=== Texto ===

--------------------------------------------------

Acórdão nº 3174/20.0T8STS-F.P1.S1 de Supremo Tribunal de Justiça, 02-11-2023

Data de Julgamento02 Novembro 2023
Case OutcomeREVISTA IMPROCEDENTE.
Classe processualREVISTA (COMÉRCIO)
Número Acordão3174/20.0T8STS-F.P1.S1
ÓrgãoSupremo Tribunal de Justiça


Processo: 3174/20.0TBSTS-F.P1.S1

6.ª Secção

ACORDAM NO SUPREMO TRIBUNAL DE JUSTIÇA

I - Relatório

Massa Insolvente de “Exlibris Baco, Nineyards Since 1769, Lda.”, propôs contra "Exlibris Baco, Nineyards Since 1769, Lda.” e “Meridian Matrix - Unipessoal, Lda.” ação com processo comum, pedindo que seja declarada a nulidade do ato consubstanciado na escritura intitulada de "compra e venda", celebrada em 06.04.2020 no Cartório Notarial de ..., a fls. 101 e ss. do livro 3 -S; e que a 2.ª R. seja condenada a entregar à A., completamente livre e desembaraçado, o imóvel vendido, sendo decretado o cancelamento do registo efetuado com base no referido título.

Alegou que, por sentença de 16.03.2021, no âmbito do Processo Principal (autos de Insolvência 3174/20.0T8STS) a 1.ª R. foi declarada insolvente e que o único bem imóvel no processo apreendido é o que foi transmitido à 2.ª R. pela compra e venda de que aqui pede a declaração de nulidade.

--------------------------------------------------

=== Registos de colocação de pontos ===
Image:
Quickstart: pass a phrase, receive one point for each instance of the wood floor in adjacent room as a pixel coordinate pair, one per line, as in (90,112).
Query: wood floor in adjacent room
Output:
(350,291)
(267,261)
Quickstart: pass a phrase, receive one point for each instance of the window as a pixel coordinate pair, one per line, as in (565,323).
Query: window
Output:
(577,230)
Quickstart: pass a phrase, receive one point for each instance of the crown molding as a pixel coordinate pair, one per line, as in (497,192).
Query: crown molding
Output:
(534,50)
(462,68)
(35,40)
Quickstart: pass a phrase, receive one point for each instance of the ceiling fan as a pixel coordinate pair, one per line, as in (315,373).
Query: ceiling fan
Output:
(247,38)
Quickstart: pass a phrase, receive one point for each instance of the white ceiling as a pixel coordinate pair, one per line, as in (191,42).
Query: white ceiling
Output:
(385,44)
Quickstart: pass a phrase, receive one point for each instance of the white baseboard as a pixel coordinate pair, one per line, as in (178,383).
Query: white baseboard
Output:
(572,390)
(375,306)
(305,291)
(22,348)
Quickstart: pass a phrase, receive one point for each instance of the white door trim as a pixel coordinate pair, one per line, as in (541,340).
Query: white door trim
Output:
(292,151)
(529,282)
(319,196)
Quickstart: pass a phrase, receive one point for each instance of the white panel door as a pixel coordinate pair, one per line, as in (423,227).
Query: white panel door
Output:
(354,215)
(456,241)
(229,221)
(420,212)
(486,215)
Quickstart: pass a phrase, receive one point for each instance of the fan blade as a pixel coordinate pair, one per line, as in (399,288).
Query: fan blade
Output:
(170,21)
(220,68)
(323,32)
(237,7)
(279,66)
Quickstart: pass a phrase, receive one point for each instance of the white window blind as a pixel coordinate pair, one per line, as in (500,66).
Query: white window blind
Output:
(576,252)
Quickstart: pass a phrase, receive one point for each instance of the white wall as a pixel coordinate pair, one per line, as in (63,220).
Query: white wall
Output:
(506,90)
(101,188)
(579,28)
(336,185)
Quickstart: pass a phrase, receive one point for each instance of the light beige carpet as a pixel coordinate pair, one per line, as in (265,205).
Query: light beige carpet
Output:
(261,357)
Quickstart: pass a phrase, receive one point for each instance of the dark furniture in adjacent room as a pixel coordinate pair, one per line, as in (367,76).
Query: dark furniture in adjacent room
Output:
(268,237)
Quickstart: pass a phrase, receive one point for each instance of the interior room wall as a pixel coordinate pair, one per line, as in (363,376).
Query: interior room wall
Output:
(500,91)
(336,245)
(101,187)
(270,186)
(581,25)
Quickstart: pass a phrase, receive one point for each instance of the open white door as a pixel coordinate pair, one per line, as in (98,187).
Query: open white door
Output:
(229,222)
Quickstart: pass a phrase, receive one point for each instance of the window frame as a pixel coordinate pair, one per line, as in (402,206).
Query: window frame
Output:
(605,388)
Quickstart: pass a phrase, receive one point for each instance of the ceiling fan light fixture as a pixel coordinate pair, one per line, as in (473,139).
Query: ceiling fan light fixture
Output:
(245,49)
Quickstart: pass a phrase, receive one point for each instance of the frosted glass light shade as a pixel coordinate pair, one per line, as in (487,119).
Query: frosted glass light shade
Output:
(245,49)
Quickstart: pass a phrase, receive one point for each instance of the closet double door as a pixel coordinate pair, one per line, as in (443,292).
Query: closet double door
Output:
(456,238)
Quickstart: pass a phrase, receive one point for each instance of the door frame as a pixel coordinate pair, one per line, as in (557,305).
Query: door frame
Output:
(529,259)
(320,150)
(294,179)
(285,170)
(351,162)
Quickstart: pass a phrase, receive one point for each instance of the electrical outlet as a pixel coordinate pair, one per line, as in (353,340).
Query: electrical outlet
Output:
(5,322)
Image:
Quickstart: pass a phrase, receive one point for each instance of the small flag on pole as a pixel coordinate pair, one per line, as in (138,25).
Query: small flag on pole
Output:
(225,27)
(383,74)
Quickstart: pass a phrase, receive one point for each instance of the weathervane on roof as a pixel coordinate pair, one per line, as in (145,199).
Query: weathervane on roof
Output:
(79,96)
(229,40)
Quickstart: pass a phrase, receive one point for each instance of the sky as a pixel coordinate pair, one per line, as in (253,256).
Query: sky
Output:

--------------------------------------------------

=== Instrução A ===
Segundo o acórdão, em que data foi celebrada a escritura de compra e venda cuja nulidade se pede?
=== Instrução B ===
Por favor, reescreva as linhas da listagem desde a que contém "as in (487,119)." até ao fim da listagem, inclusive, trocando "Output" por "Saída" e mantendo tudo o resto igual.
O acórdão e a listagem têm origens distintas.

=== Resposta escrita A ===
Em 06.04.2020.

=== Resposta escrita B ===
Quickstart: pass a phrase, receive one point for each instance of the frosted glass light shade as a pixel coordinate pair, one per line, as in (487,119).
Query: frosted glass light shade
Saída:
(245,49)
Quickstart: pass a phrase, receive one point for each instance of the closet double door as a pixel coordinate pair, one per line, as in (443,292).
Query: closet double door
Saída:
(456,238)
Quickstart: pass a phrase, receive one point for each instance of the door frame as a pixel coordinate pair, one per line, as in (557,305).
Query: door frame
Saída:
(529,259)
(320,150)
(294,179)
(285,170)
(351,162)
Quickstart: pass a phrase, receive one point for each instance of the electrical outlet as a pixel coordinate pair, one per line, as in (353,340).
Query: electrical outlet
Saída:
(5,322)
Image:
Quickstart: pass a phrase, receive one point for each instance of the small flag on pole as a pixel coordinate pair, one per line, as in (138,25).
Query: small flag on pole
Saída:
(225,27)
(383,74)
Quickstart: pass a phrase, receive one point for each instance of the weathervane on roof as a pixel coordinate pair, one per line, as in (145,199).
Query: weathervane on roof
Saída:
(79,96)
(229,40)
Quickstart: pass a phrase, receive one point for each instance of the sky as a pixel coordinate pair, one per line, as in (253,256).
Query: sky
Saída:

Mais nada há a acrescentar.